| Page |
------------------------------------------------------------------------

Some of you might be relieved to learn that I have finally watched Sliding Doors. I had heard enough about the theory to have the movie figured out, but it was worth watching. But as I was watching it today, I was reminded of something I realized last night.

Now, I am certain this is unoriginal. It might even be obvious. I don't think, though, that it had ever actually occurred to me. Last night, something clicked in my brain about why we love Story -- and by Story, I mean books, movies, sitcoms, whatever. At least in a traditional sense, a story is complete. It has a beginning, a middle, and an end. Of course, it might begin in media res and the resolution might insinuate a future, but by necessity of its medium, a story is going to finish (in 312 pages, in two hours, in thirty minutes). And here's the kicker: as a reader/viewer, we get to experience that. We get to behold something complete, something whole. And that's more than any of us can ask for in real life.

------------------------------------------------------------------------

| Records supplied |
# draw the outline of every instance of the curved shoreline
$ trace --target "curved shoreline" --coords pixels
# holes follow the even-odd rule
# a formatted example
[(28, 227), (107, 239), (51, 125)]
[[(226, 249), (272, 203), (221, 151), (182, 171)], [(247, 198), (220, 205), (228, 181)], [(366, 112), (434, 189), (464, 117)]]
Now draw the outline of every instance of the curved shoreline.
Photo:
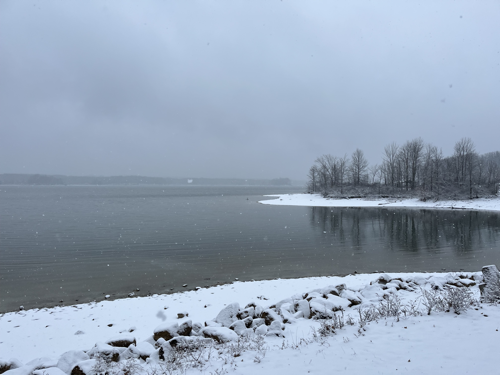
[(259, 203), (275, 206), (302, 207), (344, 207), (344, 208), (426, 208), (444, 210), (478, 210), (500, 212), (500, 198), (478, 198), (458, 201), (422, 202), (418, 199), (332, 199), (323, 198), (320, 194), (276, 194), (265, 195), (276, 199), (261, 200)]

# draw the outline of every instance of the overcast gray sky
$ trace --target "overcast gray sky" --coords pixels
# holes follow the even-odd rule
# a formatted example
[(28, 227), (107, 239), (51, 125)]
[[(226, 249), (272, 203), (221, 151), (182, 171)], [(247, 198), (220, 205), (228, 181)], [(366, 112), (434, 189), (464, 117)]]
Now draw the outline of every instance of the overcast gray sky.
[(500, 150), (499, 1), (0, 0), (0, 173), (289, 177)]

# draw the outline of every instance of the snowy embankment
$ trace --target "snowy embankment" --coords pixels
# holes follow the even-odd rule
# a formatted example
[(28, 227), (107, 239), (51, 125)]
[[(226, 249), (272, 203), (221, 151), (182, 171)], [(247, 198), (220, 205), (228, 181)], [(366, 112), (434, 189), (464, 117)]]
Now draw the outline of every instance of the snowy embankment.
[(6, 313), (0, 372), (496, 373), (500, 308), (477, 302), (487, 280), (476, 272), (235, 282)]
[(500, 198), (480, 198), (457, 201), (422, 202), (418, 199), (333, 199), (323, 198), (320, 194), (279, 194), (266, 195), (276, 199), (263, 200), (259, 203), (277, 206), (314, 206), (314, 207), (397, 207), (397, 208), (436, 208), (500, 211)]

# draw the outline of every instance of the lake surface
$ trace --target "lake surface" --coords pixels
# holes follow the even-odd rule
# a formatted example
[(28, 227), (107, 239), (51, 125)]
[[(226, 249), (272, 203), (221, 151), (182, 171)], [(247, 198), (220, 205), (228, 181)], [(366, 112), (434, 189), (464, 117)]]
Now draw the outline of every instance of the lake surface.
[(257, 202), (294, 192), (302, 189), (0, 186), (0, 311), (235, 278), (500, 263), (497, 213)]

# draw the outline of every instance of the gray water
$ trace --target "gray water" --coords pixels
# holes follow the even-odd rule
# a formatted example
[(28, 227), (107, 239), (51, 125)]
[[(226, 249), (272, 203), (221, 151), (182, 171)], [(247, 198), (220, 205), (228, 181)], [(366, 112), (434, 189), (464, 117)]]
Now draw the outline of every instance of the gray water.
[(257, 203), (301, 190), (2, 186), (0, 311), (235, 278), (478, 271), (500, 263), (496, 213)]

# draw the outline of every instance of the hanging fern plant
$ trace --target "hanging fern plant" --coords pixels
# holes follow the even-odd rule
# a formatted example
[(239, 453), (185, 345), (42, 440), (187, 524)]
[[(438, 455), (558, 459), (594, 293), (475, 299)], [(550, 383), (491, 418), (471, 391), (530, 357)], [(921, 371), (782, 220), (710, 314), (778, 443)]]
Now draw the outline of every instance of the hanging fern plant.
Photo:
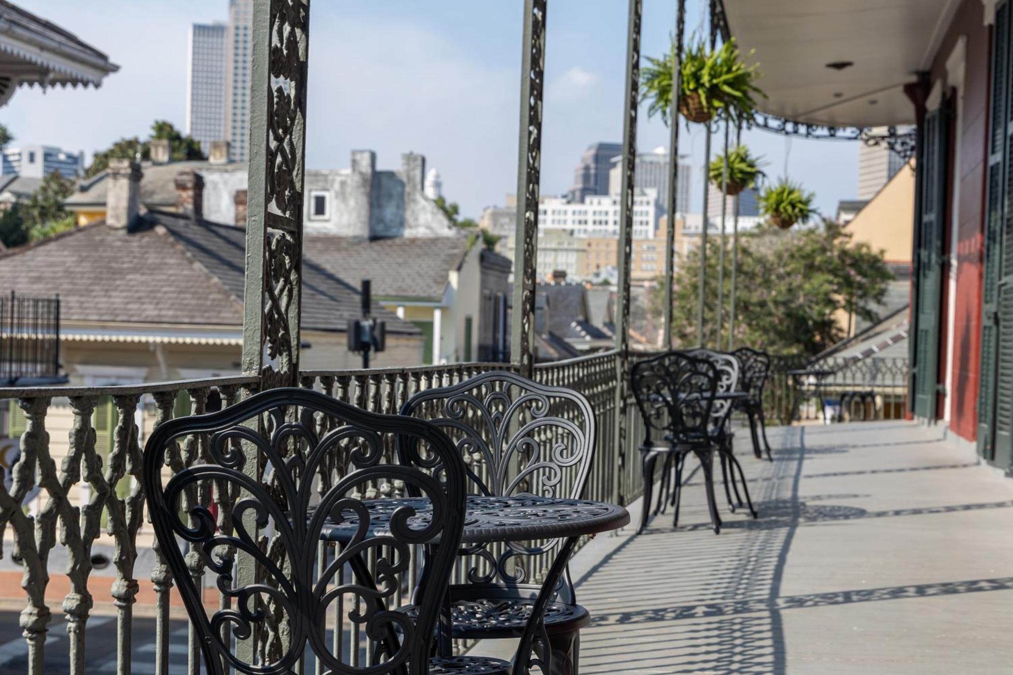
[(806, 223), (815, 210), (812, 200), (815, 195), (806, 193), (801, 185), (782, 179), (760, 195), (760, 211), (767, 219), (782, 230), (795, 223)]
[(747, 188), (756, 188), (765, 175), (760, 169), (759, 157), (750, 154), (745, 145), (728, 151), (728, 174), (724, 175), (724, 155), (717, 155), (707, 170), (710, 181), (718, 189), (725, 182), (725, 195), (737, 195)]
[[(666, 125), (671, 124), (675, 55), (673, 43), (668, 58), (648, 57), (640, 79), (640, 97), (649, 103), (648, 117), (660, 114)], [(756, 85), (759, 64), (746, 65), (734, 39), (713, 51), (704, 40), (698, 40), (683, 54), (681, 73), (679, 111), (690, 122), (709, 122), (720, 113), (732, 124), (749, 125), (756, 109), (755, 97), (766, 96)]]

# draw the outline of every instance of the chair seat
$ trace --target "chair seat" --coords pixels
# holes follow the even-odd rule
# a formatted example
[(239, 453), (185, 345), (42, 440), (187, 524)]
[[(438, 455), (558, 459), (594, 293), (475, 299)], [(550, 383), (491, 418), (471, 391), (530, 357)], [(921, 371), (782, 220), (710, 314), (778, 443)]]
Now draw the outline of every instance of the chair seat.
[(509, 661), (491, 657), (437, 657), (430, 659), (430, 675), (511, 675)]
[[(465, 587), (466, 588), (466, 587)], [(482, 597), (469, 594), (451, 600), (451, 621), (456, 639), (499, 640), (520, 638), (528, 624), (535, 597), (512, 589), (485, 590)], [(415, 612), (414, 605), (398, 611)], [(580, 605), (550, 602), (545, 609), (545, 630), (550, 635), (579, 630), (591, 621), (591, 614)]]

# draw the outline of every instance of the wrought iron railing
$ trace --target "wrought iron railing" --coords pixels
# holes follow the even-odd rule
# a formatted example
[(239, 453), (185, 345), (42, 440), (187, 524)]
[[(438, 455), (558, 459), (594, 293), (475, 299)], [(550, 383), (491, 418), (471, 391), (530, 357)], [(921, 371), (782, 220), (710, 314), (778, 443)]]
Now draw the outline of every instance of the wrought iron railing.
[[(812, 361), (800, 356), (771, 360), (764, 389), (770, 424), (903, 420), (908, 395), (908, 360), (901, 357), (830, 357)], [(791, 371), (824, 371), (790, 375)]]
[[(617, 352), (538, 366), (535, 379), (581, 391), (597, 416), (598, 445), (587, 483), (589, 499), (629, 504), (642, 489), (635, 447), (642, 440), (639, 416), (630, 401), (626, 447), (616, 447)], [(352, 371), (304, 371), (301, 385), (324, 391), (358, 407), (396, 413), (414, 392), (460, 382), (489, 370), (514, 370), (510, 364), (474, 363), (420, 368)], [(85, 644), (93, 613), (115, 616), (115, 664), (130, 673), (135, 653), (135, 613), (155, 618), (155, 673), (168, 673), (170, 615), (179, 616), (172, 579), (154, 551), (144, 514), (139, 472), (141, 451), (150, 432), (180, 415), (201, 415), (228, 406), (258, 380), (216, 378), (109, 387), (0, 388), (0, 406), (14, 401), (15, 424), (0, 437), (15, 436), (18, 448), (0, 481), (0, 528), (13, 544), (17, 573), (2, 572), (0, 593), (24, 602), (21, 626), (29, 672), (85, 672)], [(14, 433), (11, 434), (10, 432)], [(199, 460), (197, 444), (184, 444), (166, 470), (178, 471)], [(4, 477), (7, 477), (6, 475)], [(57, 534), (60, 533), (58, 538)], [(66, 570), (53, 569), (50, 553), (66, 548)], [(10, 552), (8, 552), (10, 554)], [(107, 570), (98, 570), (111, 562)], [(466, 567), (467, 560), (462, 565)], [(8, 570), (10, 566), (8, 566)], [(415, 570), (416, 566), (410, 566)], [(537, 579), (547, 570), (530, 571)], [(18, 574), (19, 573), (19, 574)], [(67, 584), (50, 584), (66, 574)], [(460, 579), (463, 572), (458, 572)], [(14, 578), (16, 577), (16, 579)], [(411, 574), (404, 582), (409, 597)], [(23, 583), (22, 583), (23, 582)], [(23, 590), (22, 590), (23, 589)], [(58, 589), (69, 589), (64, 590)], [(215, 596), (217, 598), (217, 596)], [(8, 596), (7, 601), (10, 602)], [(209, 596), (209, 602), (218, 602)], [(138, 604), (138, 603), (142, 604)], [(60, 607), (66, 615), (69, 653), (44, 647)], [(358, 627), (335, 617), (336, 629), (357, 644)], [(189, 672), (198, 673), (190, 635)], [(358, 650), (353, 659), (368, 664), (372, 655)], [(150, 657), (149, 657), (150, 658)], [(173, 657), (178, 663), (181, 655)], [(307, 671), (309, 672), (309, 671)]]
[(0, 296), (0, 386), (60, 375), (60, 298)]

------------------------------------------------------------------------

| Aim 1 |
List the three lengths the reflection on Sliding Doors gives in parentheses for how long a story takes to finish.
| Aim 2 |
Reproduce the reflection on Sliding Doors starting with "Some of you" and going on through "realized last night.".
The records have no connection to the reflection on Sliding Doors.

| Full response 1 |
312 pages, two hours, thirty minutes

| Full response 2 |
Some of you might be relieved to learn that I have finally watched Sliding Doors. I had heard enough about the theory to have the movie figured out, but it was worth watching. But as I was watching it today, I was reminded of something I realized last night.